EXERCISE DIRECTIONS ->
Please output the records below in full, exactly as given, but without the images.

::::::::

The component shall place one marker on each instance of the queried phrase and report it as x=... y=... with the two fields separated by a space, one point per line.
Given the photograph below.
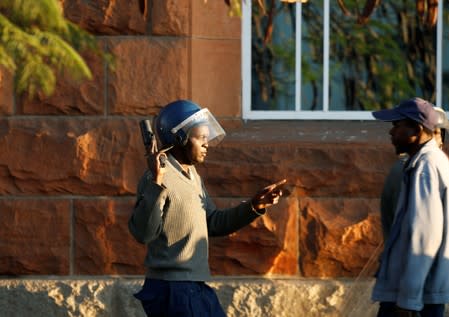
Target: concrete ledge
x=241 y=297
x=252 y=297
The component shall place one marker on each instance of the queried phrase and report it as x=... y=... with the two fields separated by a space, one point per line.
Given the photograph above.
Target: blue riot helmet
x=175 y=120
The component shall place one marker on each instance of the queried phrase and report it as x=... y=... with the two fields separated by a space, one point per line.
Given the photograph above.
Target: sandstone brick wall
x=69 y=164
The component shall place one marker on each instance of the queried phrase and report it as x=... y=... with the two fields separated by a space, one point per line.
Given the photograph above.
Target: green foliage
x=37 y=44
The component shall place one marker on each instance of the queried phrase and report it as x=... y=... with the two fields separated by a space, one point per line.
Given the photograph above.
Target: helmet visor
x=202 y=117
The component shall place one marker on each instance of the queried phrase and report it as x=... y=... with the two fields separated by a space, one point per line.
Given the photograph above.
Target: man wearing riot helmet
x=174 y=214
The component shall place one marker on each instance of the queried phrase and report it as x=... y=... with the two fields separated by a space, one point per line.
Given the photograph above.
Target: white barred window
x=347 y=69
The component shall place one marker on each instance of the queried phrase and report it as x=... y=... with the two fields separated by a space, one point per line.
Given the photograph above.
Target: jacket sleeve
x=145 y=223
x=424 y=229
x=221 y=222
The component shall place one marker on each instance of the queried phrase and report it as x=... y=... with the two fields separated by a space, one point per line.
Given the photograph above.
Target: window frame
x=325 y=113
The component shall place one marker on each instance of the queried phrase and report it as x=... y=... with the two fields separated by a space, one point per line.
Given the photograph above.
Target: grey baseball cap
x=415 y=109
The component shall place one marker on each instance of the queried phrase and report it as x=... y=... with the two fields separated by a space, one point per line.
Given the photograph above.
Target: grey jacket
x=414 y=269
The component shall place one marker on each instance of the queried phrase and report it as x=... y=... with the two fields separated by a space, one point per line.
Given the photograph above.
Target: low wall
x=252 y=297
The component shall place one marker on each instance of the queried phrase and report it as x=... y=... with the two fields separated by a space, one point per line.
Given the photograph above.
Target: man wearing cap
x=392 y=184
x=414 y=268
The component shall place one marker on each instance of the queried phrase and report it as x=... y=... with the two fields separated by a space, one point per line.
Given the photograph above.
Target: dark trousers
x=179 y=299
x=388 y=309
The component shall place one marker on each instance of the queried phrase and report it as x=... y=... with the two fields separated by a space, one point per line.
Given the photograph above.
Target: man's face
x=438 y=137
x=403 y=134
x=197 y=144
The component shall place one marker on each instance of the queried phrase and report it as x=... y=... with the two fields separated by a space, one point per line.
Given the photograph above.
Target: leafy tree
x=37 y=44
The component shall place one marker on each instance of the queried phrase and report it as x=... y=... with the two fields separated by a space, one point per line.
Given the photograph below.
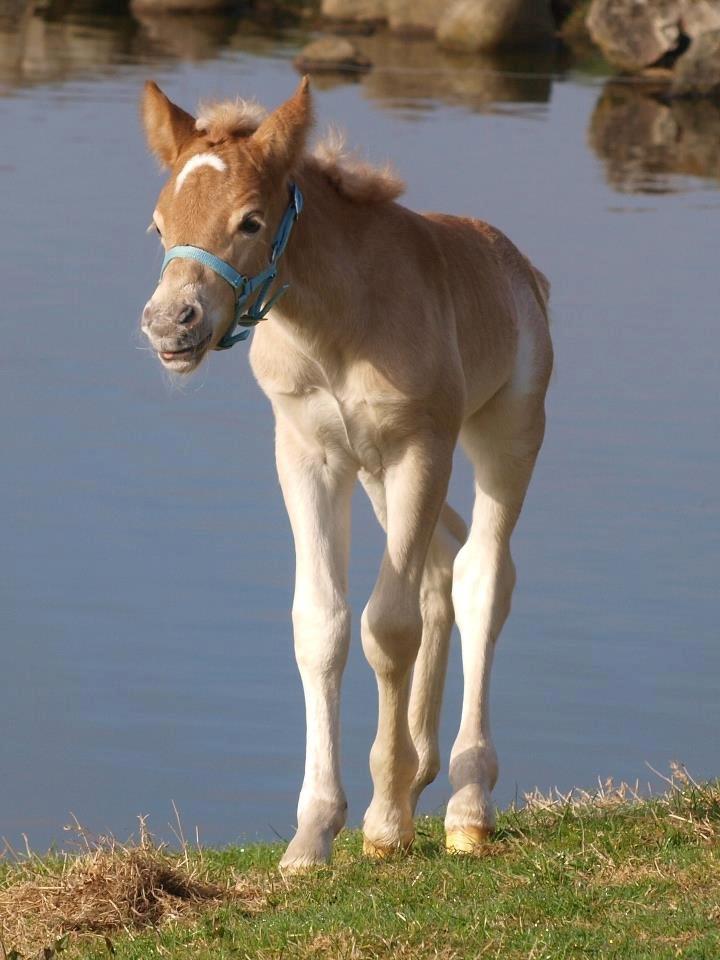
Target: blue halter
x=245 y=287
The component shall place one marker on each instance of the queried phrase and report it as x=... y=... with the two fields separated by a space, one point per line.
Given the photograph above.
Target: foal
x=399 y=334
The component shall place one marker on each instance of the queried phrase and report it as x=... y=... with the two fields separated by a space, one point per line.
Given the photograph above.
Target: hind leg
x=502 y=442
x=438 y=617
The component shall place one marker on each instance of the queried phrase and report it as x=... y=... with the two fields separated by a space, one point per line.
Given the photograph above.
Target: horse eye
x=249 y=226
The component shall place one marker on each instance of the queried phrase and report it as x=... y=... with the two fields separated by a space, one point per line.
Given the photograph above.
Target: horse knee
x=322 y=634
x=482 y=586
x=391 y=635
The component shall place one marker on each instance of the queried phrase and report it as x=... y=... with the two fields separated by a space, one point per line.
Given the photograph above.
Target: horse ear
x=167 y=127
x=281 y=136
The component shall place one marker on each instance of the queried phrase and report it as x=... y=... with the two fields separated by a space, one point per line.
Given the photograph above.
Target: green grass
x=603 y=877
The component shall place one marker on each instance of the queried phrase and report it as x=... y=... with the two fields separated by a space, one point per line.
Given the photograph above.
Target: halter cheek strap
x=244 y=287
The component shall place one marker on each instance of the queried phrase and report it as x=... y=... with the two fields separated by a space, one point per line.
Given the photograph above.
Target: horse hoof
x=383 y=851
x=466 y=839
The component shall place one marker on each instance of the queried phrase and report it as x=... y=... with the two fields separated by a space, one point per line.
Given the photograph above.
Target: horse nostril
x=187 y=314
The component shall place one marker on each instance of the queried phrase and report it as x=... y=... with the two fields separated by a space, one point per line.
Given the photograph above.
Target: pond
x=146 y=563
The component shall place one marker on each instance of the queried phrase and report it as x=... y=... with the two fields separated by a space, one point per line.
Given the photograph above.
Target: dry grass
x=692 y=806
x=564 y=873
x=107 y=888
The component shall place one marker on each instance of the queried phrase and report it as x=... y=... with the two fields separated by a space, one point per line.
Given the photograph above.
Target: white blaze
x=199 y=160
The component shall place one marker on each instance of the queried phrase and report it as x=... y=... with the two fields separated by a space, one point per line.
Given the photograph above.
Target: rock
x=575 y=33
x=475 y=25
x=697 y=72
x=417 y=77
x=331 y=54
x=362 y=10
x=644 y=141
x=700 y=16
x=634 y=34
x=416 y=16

::::::::

RESPONSE ->
The component shall place one marker on each instance of the queried phrase and report it as x=... y=... with the two fields separated by a space, one point per line.
Given the photograph below.
Target: concrete ledge
x=241 y=297
x=252 y=297
The component shall place one marker on each instance of the queried phrase and report it as x=... y=... with the two fields separated by a space, one point per line.
Given the photograph above.
Target: blue riot helmet
x=175 y=120
The component shall place one marker on each instance of the queried phrase and report it as x=... y=... with the two fields separated by a space, one point per line.
Given the photograph above.
Target: sandstone brick wall
x=69 y=164
The component shall place one marker on each instance of the queried phrase and report it as x=... y=... with the two fields separated by a space, one point per line.
Given the photograph above.
Target: green foliage
x=37 y=44
The component shall place one marker on each instance of the queried phrase and report it as x=... y=... with the two fields separated by a space, one point per line.
Given the photograph above.
Target: helmet visor
x=202 y=117
The component shall place one marker on each instance of the queried phrase and report it as x=... y=... with the two fields separated by a space, one point per line.
Given the photograph above.
Target: man wearing riot helmet
x=174 y=214
The component shall place one marker on each instance of the queried phrase and report it as x=... y=... with the two fields separated by a space, one point per line.
Given the photograph above.
Target: white barred window
x=347 y=69
The component shall place one marker on each instance of the queried phrase and report it as x=... y=... with the two fields separated by a space, one point per line.
Given the photograph above.
Target: jacket sleeve
x=145 y=223
x=424 y=229
x=221 y=222
The component shall place one marker on each instance of the queried phrase and report it as x=... y=... with the two fields separated by a space, one point per line.
Given the photograph above.
Target: window frame
x=325 y=113
The component shall place one marker on each instance of the queried phrase and report it as x=... y=... with the two fields separated by a space, one point per line.
Given the photograph above.
Target: grey baseball cap
x=415 y=109
The component shall place one marker on each instance of the queried phrase and report it as x=... y=... with the two fields separated by a space, one point per line.
Given the photograph above.
Target: grey jacket
x=414 y=269
The component shall place one marker on each instance of the queried phrase and report it as x=... y=... with the two fields separated by a space, one point per line.
Given the photograph above.
Target: low wall
x=252 y=297
The component shall place one marker on each instance of the queried phrase and report it as x=... y=... with the two fields separated by a space, one point per line.
Given the photograph above.
Target: man wearing cap
x=392 y=184
x=414 y=268
The component shall place one marker on each instance of the queried phrase and report it as x=... y=... with the two fields separated by a space, one point per line.
Given the photograph above.
Target: dark trousers
x=179 y=299
x=388 y=309
The component shall place one marker on each instance of the queried phrase and report it as x=... y=... with the two fields separated by a space, one point per line.
Given the photograph above.
Target: man's face
x=438 y=137
x=403 y=134
x=197 y=144
The component shall place one marker on each instance of the queried phrase and report it as x=... y=... with the two fields separated by a space, one point per line.
Given the photograph above.
Target: leafy tree
x=37 y=44
The component shall place one marker on each instance of the queried phrase and report it as x=... y=... with the two fields separated by a space, one point per line.
Given the photograph below.
Target: blue halter
x=245 y=287
The component shall place one marker on each instance of the queried phrase and report it as x=... y=... with the two fields separated by a space, one point per line.
Given the photograph above.
Target: foal
x=399 y=334
The component shall place one marker on each instance of the queried phrase and report it as x=... y=... with the two fields separated by a space, one point per line.
Given the photograph above.
Target: hind leg
x=502 y=442
x=438 y=617
The component shall place one marker on each instance of the queried phrase and report it as x=... y=... with the two fields separated by a space, one point per line.
Given the photograph above.
Target: horse eye
x=249 y=226
The component shall place one marker on each instance of the queried phrase and report it as x=... y=... with the two fields separated by a space, one point per line.
Given the photograph above.
Target: horse knee
x=322 y=634
x=482 y=586
x=391 y=635
The component shall place one marker on each instance of the queried phrase and report it as x=... y=... with the two fields separated by a space, one point per line.
Given the photograph above.
Target: horse ear
x=167 y=127
x=281 y=136
The component shall place one marker on each instance of the queried phrase and report it as x=... y=... with the two fields separated by a space, one point per line.
Given the photograph above.
Target: green grass
x=603 y=877
The component shall place one marker on each instance of the queried phrase and report it as x=... y=... with the two fields separated by a space, one point per line.
Given the photograph above.
Target: halter cheek strap
x=244 y=287
The component shall place one marker on each instance of the queried phrase and report it as x=... y=... with the two fields separated by a space, one point per line.
Given the photograph above.
Target: horse hoof
x=383 y=851
x=466 y=839
The component shall place one marker on each instance of the queried phrase and report it as x=... y=... with the two fields separated by a space, one point per line.
Given the photograph above.
Target: horse nostril
x=187 y=314
The component shall place one marker on each instance of the queried phrase and report it as x=... y=... with the two fields separated by a space, one point per line.
Given the photograph above.
Target: pond
x=146 y=563
The component shall place one marker on each instance of the queried phrase and report it as x=... y=... with the two fields separated by a space, one point per line.
Given the photograph above.
Target: dry grass
x=692 y=806
x=564 y=873
x=107 y=888
The component shall place one marker on each instance of the queried phrase and report it as x=... y=... with the two fields separated by a space, one point per line.
Given the photograph above.
Target: white blaze
x=199 y=160
The component shall place one marker on each instance of the queried phrase and report it as x=... y=... with the two fields separated by a space, one point per line.
Given the photograph above.
Target: rock
x=575 y=33
x=475 y=25
x=697 y=72
x=417 y=77
x=331 y=54
x=362 y=10
x=644 y=141
x=700 y=16
x=634 y=34
x=416 y=16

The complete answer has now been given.